**Extract provided:**
★ ★ ★ ★ ★

When an Indianapolis school meets new students from Burma, there is a lot the teachers, staff and their new classmates can’t imagine about the students’ life experiences.
May Oo Mutraw, the founder of the Burmese Community Center for Education, said schools often don’t understand what it means for families that come from a country like Burma, which has been embroiled in civil war for decades.
“These people lived literally in the war zones,” she said. “Their villages were burned down. They hid in the forest. If they heard boots of the soldiers, they fled again.”
For some, Indianapolis is the first place they’ve ever learned in an organized way.
“We are talking about a generation of people who did not get to go to school,” Mutraw said.
Mutraw joined Indianapolis Public Schools teacher Eddie Rangel, Southport High School student Elly Mawi and Charlie Geier, who heads the Indiana Department of Education’s English language learning efforts, for a panel discussion tonight to discuss the challenges of teaching children who are still learning to speak English.

★ ★ ★ ★ ★

**Information provided:**
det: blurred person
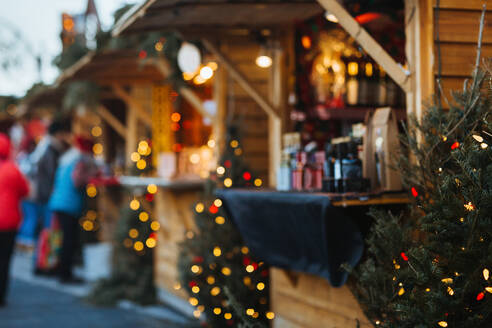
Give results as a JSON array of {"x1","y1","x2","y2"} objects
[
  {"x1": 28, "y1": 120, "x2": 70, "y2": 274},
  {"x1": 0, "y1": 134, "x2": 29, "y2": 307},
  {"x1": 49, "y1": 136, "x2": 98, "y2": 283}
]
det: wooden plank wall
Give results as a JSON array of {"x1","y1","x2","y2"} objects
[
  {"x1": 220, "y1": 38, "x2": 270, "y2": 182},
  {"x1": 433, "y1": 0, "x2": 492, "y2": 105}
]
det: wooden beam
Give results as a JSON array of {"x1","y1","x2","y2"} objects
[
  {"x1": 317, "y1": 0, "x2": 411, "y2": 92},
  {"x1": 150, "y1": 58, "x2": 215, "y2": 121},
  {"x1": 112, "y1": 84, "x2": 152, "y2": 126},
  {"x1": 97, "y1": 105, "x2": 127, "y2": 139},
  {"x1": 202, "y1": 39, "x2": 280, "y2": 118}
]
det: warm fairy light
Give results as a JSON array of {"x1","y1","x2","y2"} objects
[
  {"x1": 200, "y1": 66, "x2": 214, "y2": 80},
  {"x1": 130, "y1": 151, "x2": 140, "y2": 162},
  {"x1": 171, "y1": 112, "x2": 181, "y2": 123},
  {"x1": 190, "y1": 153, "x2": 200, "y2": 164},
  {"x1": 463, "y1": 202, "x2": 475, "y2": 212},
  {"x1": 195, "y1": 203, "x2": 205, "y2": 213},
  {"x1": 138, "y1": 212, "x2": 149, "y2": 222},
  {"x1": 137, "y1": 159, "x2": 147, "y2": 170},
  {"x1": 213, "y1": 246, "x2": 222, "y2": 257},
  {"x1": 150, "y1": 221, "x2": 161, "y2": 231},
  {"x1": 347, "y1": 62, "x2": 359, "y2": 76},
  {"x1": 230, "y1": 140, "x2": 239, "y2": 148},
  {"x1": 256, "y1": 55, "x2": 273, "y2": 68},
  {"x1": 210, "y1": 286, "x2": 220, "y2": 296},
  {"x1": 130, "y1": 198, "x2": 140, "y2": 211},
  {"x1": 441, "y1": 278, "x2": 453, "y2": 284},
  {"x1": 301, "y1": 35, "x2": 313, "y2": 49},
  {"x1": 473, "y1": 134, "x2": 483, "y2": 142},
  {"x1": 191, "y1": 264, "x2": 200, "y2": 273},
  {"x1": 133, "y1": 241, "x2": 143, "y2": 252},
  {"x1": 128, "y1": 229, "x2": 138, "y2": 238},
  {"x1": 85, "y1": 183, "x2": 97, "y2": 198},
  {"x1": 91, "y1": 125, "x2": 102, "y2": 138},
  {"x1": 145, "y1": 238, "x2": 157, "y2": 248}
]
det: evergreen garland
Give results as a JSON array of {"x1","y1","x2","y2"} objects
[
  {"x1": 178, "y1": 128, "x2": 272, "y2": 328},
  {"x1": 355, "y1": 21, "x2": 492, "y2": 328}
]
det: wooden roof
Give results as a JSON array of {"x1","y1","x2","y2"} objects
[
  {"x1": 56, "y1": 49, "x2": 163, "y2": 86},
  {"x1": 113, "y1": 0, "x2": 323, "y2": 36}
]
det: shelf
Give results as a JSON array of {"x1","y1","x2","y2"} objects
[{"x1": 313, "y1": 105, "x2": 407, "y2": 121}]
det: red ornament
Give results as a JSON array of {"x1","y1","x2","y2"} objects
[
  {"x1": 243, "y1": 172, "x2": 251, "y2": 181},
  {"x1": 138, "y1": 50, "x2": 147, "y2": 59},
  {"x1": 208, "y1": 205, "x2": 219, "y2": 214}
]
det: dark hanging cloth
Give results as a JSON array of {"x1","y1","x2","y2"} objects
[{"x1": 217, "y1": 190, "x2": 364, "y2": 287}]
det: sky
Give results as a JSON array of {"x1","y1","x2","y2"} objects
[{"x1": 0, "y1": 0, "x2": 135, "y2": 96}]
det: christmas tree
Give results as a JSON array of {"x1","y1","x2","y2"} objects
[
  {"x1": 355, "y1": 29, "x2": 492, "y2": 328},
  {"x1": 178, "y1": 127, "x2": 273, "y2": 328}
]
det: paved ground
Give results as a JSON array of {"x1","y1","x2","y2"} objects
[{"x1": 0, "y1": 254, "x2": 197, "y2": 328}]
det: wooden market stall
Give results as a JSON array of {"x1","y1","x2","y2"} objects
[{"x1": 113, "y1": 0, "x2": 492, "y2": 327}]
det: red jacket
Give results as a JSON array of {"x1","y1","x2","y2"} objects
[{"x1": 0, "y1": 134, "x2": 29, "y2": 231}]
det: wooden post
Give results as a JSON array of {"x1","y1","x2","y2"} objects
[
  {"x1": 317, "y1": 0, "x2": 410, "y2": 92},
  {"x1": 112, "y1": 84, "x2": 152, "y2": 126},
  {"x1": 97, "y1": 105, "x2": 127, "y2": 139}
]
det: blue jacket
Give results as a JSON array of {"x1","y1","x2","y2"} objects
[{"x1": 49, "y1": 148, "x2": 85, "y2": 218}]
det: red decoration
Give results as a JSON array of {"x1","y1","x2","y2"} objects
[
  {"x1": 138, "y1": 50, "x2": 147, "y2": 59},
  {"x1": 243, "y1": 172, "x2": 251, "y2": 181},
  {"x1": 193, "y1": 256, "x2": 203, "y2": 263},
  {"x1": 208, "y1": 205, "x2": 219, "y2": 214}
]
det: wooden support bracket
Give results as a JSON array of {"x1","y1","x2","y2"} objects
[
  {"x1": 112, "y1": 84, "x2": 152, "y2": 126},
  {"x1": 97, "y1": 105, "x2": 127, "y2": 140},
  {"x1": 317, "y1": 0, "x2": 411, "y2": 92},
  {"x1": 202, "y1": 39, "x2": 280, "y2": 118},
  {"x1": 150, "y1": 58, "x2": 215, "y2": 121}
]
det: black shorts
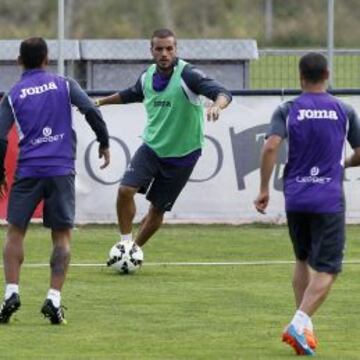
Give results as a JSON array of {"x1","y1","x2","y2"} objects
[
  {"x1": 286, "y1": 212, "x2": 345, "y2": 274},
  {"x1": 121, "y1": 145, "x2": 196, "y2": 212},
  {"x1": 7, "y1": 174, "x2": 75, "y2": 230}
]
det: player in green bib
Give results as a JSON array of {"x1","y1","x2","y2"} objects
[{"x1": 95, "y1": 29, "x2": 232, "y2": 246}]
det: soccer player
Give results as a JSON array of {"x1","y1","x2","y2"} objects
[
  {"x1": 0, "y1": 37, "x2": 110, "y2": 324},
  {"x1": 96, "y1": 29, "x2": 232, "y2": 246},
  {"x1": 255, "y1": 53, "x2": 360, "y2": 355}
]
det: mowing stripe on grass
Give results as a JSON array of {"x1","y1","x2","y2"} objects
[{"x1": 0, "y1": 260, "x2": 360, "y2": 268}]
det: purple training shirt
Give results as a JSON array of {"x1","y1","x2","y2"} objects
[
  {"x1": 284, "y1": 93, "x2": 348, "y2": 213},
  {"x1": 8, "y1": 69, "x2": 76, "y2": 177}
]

★ ★ ★ ★ ★

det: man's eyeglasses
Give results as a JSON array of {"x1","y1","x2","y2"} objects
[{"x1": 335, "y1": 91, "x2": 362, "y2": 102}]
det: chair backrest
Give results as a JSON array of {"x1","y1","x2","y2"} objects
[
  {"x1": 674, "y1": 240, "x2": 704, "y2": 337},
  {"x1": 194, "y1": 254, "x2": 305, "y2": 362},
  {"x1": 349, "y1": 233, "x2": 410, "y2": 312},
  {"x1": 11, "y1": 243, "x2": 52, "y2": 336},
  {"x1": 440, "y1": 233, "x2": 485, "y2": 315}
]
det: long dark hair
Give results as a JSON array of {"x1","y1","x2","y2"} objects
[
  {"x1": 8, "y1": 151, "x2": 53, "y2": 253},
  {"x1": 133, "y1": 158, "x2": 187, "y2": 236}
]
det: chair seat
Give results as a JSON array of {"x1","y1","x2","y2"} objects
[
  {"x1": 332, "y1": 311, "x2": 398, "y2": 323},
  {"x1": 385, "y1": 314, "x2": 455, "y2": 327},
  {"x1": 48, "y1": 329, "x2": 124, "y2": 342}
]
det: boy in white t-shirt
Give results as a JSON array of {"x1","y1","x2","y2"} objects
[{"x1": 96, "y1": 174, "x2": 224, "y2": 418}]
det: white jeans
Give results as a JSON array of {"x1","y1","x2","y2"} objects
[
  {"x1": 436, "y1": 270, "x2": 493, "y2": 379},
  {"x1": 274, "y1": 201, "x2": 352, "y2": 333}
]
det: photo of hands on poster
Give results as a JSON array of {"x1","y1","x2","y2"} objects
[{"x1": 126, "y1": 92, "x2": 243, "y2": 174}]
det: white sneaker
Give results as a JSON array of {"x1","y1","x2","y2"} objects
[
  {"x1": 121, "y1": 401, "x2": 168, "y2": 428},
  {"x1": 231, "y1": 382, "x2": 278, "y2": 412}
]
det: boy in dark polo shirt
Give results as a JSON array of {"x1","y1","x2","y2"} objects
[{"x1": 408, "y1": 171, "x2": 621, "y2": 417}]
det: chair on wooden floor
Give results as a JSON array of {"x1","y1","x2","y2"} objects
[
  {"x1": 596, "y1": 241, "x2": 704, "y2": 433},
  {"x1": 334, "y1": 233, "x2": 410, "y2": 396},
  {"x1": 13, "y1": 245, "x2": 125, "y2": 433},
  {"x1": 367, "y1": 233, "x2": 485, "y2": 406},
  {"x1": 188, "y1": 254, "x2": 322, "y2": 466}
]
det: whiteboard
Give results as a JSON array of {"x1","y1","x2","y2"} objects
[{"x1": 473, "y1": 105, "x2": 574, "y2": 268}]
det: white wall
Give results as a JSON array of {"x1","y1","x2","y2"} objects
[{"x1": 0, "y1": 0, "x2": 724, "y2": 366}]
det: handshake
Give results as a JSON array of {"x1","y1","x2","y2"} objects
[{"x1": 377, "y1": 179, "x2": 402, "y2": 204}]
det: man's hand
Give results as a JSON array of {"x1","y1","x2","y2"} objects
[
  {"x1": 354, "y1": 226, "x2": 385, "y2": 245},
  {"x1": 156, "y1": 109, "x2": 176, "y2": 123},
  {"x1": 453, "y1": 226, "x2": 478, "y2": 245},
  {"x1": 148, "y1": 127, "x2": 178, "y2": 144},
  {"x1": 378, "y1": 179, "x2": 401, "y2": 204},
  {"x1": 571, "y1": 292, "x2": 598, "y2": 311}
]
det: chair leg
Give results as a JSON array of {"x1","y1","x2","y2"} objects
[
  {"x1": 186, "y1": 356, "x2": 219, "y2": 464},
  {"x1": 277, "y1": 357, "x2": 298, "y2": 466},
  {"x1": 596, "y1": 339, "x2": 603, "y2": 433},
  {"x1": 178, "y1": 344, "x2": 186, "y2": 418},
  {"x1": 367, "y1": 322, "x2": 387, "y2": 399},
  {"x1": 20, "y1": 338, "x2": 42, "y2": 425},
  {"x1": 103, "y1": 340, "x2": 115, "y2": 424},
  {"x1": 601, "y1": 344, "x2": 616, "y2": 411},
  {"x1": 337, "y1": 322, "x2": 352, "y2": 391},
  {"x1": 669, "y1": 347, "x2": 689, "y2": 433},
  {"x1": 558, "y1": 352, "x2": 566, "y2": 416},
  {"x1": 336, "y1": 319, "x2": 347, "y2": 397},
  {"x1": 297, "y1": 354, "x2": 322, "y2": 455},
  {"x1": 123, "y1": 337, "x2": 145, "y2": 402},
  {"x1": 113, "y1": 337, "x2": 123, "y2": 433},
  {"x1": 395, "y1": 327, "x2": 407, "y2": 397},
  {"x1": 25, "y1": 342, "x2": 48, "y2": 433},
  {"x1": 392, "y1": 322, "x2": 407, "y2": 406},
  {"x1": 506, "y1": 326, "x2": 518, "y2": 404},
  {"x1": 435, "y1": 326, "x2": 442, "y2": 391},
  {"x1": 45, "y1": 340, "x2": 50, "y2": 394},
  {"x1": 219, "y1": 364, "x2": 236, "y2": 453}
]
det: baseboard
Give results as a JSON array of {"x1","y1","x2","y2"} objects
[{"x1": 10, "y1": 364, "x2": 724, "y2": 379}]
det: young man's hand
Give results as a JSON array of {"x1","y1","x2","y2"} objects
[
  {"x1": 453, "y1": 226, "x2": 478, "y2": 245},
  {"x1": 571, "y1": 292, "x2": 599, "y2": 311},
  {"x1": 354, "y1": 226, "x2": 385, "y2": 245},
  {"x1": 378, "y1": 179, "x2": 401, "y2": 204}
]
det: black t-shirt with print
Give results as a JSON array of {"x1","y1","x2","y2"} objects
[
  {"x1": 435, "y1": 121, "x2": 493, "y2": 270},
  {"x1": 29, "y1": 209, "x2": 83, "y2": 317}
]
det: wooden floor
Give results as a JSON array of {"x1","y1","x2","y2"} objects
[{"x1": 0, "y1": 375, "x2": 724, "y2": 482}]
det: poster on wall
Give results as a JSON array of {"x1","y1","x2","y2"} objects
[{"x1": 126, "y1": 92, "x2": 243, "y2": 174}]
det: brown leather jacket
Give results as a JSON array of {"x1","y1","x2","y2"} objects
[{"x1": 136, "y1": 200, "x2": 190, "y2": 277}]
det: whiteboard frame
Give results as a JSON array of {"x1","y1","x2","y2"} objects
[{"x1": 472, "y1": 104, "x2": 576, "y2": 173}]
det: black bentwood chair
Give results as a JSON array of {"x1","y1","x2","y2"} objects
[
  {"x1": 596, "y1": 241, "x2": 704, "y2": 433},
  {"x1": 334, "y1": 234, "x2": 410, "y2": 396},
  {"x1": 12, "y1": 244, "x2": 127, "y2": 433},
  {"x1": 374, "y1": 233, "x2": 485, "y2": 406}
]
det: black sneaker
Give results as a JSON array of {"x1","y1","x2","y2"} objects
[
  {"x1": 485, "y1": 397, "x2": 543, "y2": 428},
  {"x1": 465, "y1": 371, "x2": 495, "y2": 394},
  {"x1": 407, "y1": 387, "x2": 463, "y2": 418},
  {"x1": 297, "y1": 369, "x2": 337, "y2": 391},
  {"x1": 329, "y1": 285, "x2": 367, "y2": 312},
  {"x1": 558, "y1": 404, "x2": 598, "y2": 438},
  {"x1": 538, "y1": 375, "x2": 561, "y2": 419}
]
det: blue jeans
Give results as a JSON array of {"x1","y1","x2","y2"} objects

★ ★ ★ ★ ★

**Problems and tasks:**
1. Answer these questions using the article on Burmese students in Indianapolis, labeling each answer with its letter:
(a) What organization did May Oo Mutraw found?
(b) Which school does Elly Mawi attend?
(c) Who heads the Indiana Department of Education's English language learning efforts?
2. Name every person mentioned by name in the article on Burmese students in Indianapolis.
3. Write the next few sentences of the article on Burmese students in Indianapolis, picking up after its final sentence.

**Answers:**
1.
(a) The Burmese Community Center for Education
(b) Southport High School
(c) Charlie Geier

2. May Oo Mutraw, Eddie Rangel, Elly Mawi, Charlie Geier

3.
The panel, moderated by Chalkbeat Indiana’s Hayleigh Colombo and held at the Central Library, was a follow-up to a series of stories jointly published last month by Chalkbeat, the Indianapolis Star and WFYI Public Media.
The series, called Lost In Translation, explored the challenges Indiana schools face to serve a fast-growing population of immigrant students. The stories reported funding had fallen behind as the number of English language learners has nearly tripled in Marion County.
Elly Mawi, a senior at Southport High School, came to the United States from a refugee camp after her family fled Burma. She praised Southport for being welcoming to immigrant students, but said she and her Burmese classmates do sometimes hear complaints in the community about the cost of serving them.
“We get a lot of misunderstanding,” she said. “They think we come here because of greed. We come here in the first place because we are at the line of life and death. You either die or escape.”
Last week, proponents of English language learning programs got some good news: the legislature more than doubled a grant program that supports instruction for children learning to speak English. Key lawmakers said the series helped raise awareness of the need for more funding.
Geier said the funding boost was an important step forward. Another recent upgrade was Indiana’s move to higher quality diagnostic tests schools now use to evaluate English language learners called World Class Instructional Design and Assessment.
The next step, he said, was to improve and expand training and license requirements for teachers of English language learners.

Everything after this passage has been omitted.